— begin GIVEN INFORMATION —
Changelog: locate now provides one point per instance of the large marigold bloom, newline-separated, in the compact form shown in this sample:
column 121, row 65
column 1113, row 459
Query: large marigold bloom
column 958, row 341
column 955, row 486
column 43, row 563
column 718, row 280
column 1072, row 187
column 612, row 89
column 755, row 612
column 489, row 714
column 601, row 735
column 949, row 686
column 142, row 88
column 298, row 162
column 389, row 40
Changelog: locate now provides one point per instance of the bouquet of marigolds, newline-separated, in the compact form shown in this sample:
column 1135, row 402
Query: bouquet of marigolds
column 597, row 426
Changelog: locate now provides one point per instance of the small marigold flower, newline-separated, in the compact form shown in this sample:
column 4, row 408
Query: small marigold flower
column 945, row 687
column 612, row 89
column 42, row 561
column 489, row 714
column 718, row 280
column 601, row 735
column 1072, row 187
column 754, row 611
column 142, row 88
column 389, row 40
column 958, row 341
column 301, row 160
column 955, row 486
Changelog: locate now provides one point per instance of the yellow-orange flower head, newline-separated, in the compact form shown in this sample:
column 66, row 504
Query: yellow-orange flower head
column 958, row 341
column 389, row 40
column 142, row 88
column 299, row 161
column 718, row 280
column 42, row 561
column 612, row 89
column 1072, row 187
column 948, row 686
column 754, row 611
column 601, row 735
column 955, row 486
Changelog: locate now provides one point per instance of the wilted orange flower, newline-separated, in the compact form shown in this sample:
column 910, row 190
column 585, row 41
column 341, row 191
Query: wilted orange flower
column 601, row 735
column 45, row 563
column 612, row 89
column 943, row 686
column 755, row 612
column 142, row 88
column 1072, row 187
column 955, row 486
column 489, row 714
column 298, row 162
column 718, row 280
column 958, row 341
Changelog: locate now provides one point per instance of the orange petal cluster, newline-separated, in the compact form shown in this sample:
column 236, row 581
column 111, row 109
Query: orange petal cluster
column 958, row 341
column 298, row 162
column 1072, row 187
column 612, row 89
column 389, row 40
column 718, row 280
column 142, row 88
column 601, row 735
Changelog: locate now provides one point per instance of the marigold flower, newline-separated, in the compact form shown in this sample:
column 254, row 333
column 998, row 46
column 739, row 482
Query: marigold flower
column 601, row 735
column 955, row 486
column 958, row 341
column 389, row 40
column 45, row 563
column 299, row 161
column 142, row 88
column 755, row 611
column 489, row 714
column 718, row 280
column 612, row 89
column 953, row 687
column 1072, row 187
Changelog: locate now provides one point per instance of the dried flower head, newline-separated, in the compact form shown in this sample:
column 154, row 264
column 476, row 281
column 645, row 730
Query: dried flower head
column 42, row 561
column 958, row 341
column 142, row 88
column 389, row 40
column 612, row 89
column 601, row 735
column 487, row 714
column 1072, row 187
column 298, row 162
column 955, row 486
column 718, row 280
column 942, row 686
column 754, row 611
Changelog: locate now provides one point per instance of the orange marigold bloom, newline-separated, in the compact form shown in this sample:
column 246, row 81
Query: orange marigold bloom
— end GIVEN INFORMATION —
● **EXERCISE REQUIREMENTS**
Copy out the lines above from the one holding "the orange petal" through the end of the items, inclusive, with each line unchanged.

● **WRITTEN SOLUTION**
Changelog: locate now provides one point per instance of the orange petal cluster, newline-separated, in the compact form shown in this sample:
column 236, row 581
column 111, row 109
Query: orange petal cluster
column 958, row 341
column 298, row 162
column 1072, row 187
column 612, row 89
column 389, row 40
column 718, row 280
column 142, row 88
column 601, row 735
Changelog: locate now provides one point per instance of the marigold flower, newline-separated, in the compact form shown in this sample:
column 254, row 333
column 998, row 46
column 739, row 482
Query: marigold flower
column 601, row 735
column 955, row 486
column 958, row 341
column 389, row 40
column 45, row 563
column 299, row 161
column 142, row 88
column 755, row 611
column 489, row 714
column 718, row 280
column 612, row 89
column 953, row 687
column 1072, row 187
Changelog: locate now provides one point per instance of the dried flower head, newline-separated, in the compact form shown in this sample:
column 154, row 264
column 476, row 281
column 645, row 730
Query: dried flower head
column 42, row 561
column 958, row 341
column 142, row 88
column 389, row 40
column 612, row 89
column 601, row 735
column 487, row 714
column 1072, row 187
column 298, row 162
column 955, row 486
column 718, row 280
column 942, row 686
column 754, row 611
Changelog: locate now provides one point per instance of the orange marigold bloom, newline-separated, in the compact form shown in this sample:
column 246, row 81
Query: orange marigold bloom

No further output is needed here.